* What you need to do *
Reproduce each of the following records without any deviation.

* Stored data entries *
Content starts

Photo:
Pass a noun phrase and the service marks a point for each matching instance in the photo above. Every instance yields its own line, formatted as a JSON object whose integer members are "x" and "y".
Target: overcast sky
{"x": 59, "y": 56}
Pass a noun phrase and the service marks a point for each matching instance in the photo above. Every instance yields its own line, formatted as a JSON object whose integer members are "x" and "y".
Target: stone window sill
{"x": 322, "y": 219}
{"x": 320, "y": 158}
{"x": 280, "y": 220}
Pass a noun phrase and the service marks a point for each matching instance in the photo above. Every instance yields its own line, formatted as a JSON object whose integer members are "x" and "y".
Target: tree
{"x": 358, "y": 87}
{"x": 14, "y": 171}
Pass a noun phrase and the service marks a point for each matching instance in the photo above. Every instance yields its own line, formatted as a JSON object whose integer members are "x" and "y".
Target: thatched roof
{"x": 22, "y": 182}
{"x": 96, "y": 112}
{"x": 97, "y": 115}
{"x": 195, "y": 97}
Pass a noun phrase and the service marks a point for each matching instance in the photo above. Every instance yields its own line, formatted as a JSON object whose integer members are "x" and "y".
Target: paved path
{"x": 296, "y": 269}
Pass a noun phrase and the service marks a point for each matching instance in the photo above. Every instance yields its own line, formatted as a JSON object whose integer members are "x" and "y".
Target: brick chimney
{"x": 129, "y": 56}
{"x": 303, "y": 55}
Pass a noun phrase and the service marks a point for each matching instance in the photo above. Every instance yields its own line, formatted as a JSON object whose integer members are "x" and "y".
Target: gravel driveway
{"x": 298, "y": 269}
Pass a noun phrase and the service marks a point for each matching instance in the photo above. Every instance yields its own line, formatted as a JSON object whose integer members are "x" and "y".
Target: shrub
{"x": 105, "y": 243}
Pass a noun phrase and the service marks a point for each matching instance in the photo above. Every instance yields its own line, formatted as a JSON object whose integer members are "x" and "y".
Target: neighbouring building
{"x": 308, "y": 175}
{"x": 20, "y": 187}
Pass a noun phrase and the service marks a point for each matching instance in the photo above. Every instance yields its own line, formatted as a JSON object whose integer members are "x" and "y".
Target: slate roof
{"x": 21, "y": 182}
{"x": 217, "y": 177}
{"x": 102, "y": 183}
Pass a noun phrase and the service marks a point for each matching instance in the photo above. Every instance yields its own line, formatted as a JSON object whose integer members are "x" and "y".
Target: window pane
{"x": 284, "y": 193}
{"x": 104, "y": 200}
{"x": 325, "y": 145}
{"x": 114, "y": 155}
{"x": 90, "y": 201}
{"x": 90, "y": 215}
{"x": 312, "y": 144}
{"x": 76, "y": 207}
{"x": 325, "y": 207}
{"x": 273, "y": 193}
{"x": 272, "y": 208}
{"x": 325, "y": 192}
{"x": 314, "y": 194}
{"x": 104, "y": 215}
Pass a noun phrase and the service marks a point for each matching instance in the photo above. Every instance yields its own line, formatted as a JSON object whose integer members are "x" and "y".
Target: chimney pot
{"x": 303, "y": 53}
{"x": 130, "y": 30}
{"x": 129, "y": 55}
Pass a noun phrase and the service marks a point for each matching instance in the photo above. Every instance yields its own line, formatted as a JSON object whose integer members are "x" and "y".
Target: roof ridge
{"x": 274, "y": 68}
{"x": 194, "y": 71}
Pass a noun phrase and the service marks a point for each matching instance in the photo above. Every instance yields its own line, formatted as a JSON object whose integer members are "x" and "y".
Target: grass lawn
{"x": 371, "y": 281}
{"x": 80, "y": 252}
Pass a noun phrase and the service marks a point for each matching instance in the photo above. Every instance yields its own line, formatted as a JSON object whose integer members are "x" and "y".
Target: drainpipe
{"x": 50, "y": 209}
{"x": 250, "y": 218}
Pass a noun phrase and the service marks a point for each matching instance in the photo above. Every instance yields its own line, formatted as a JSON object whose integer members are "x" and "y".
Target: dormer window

Content ends

* Answer space *
Photo:
Pass a noun phrase and the service marks a point for each matching instance in the photo above. Every instance yields its own line, formatted as a JSON object whose integer members are "x" and "y".
Target: overcast sky
{"x": 59, "y": 56}
Pass a noun phrase and the service marks a point for each matching instance in the photo above. Every instance yields its own line, formatted as a JSON object whose integer members are "x" and "y".
Target: stone window sill
{"x": 322, "y": 219}
{"x": 320, "y": 158}
{"x": 280, "y": 220}
Pass a noun phrase and the service marks a point for each matching instance in the photo above. Every instance yields its own line, formatted as a JSON object whose integer members are "x" and "y".
Target: tree
{"x": 358, "y": 87}
{"x": 14, "y": 171}
Pass a noun phrase and the service marks a point for each matching instance in the photo above. Every instance yields its own line, formatted as a JSON object whose integer members are "x" and "y".
Target: thatched roof
{"x": 22, "y": 182}
{"x": 96, "y": 112}
{"x": 97, "y": 115}
{"x": 195, "y": 97}
Pass a noun phrase and the service marks a point for each matching instance in the photo above. Every instance yields its own line, formatted as a JSON object whose integer members are "x" and "y".
Target: paved path
{"x": 296, "y": 269}
Pass a noun phrase and the service marks a point for each matching instance in the photo above. Every instance yields its own line, formatted as a JSON object whose integer members are "x" and "y".
Target: brick chimney
{"x": 129, "y": 56}
{"x": 303, "y": 55}
Pass a noun phrase and the service marks a point for each matching instance in the photo above. Every instance yields its own line, formatted as a JSON object whose integer members are "x" and "y".
Target: gravel driveway
{"x": 298, "y": 269}
Pass a noun phrase and the service marks a point for each matching instance in the photo above. Every instance yields its own line, formatted as a JSON object whose integer members are "x" and "y".
Target: shrub
{"x": 105, "y": 243}
Pass a noun phrase and the service marks a point for each matching instance in the photo above. Every instance yields its own line, formatted as a JSON object whose integer members are "x" and "y".
Target: neighbouring building
{"x": 308, "y": 175}
{"x": 20, "y": 187}
Pass a noun phrase and the service marks a point for each matching instance in the photo above. Every instance yields its own line, formatted as a JSON object whose integer members are "x" and "y".
Target: slate roof
{"x": 21, "y": 182}
{"x": 217, "y": 177}
{"x": 102, "y": 183}
Pass a noun phrase and the service marks a point for each matching instance in the photo above. Every instance yields its own line, formatted as a JSON object whose integer members are "x" and "y".
Target: window pane
{"x": 284, "y": 193}
{"x": 104, "y": 200}
{"x": 325, "y": 145}
{"x": 114, "y": 155}
{"x": 90, "y": 201}
{"x": 90, "y": 215}
{"x": 312, "y": 144}
{"x": 76, "y": 207}
{"x": 325, "y": 207}
{"x": 273, "y": 193}
{"x": 272, "y": 208}
{"x": 325, "y": 192}
{"x": 314, "y": 194}
{"x": 104, "y": 215}
Pass a noun phrase and the service marks a point for each matching instance in the photo above. Every instance yields its own line, formatted as a JSON object whose integer members are "x" and "y".
Target: chimney pot
{"x": 303, "y": 53}
{"x": 130, "y": 30}
{"x": 129, "y": 55}
Pass a noun phrase and the service marks a point for each matching instance in the photo above. Every instance yields its own line, formatted as a JSON object whose integer members are "x" and "y".
Target: roof ridge
{"x": 274, "y": 68}
{"x": 194, "y": 71}
Pass a noun phrase and the service marks a point for each matching instance in the photo above. Every instance yields its own line, formatted as a JSON object whose integer members are "x" and "y".
Target: grass lawn
{"x": 371, "y": 281}
{"x": 80, "y": 252}
Pass a noun phrase and the service marks a point for each matching instance in the photo above. Every instance yields its own line, formatted as a JSON object whose integer members are "x" and "y".
Target: drainpipe
{"x": 50, "y": 209}
{"x": 250, "y": 218}
Pass a noun phrase and the service marks a point for each matching instance in the photo above. Every instance yields its own line, formatted as a JSON object whose integer members are "x" and "y".
Target: dormer window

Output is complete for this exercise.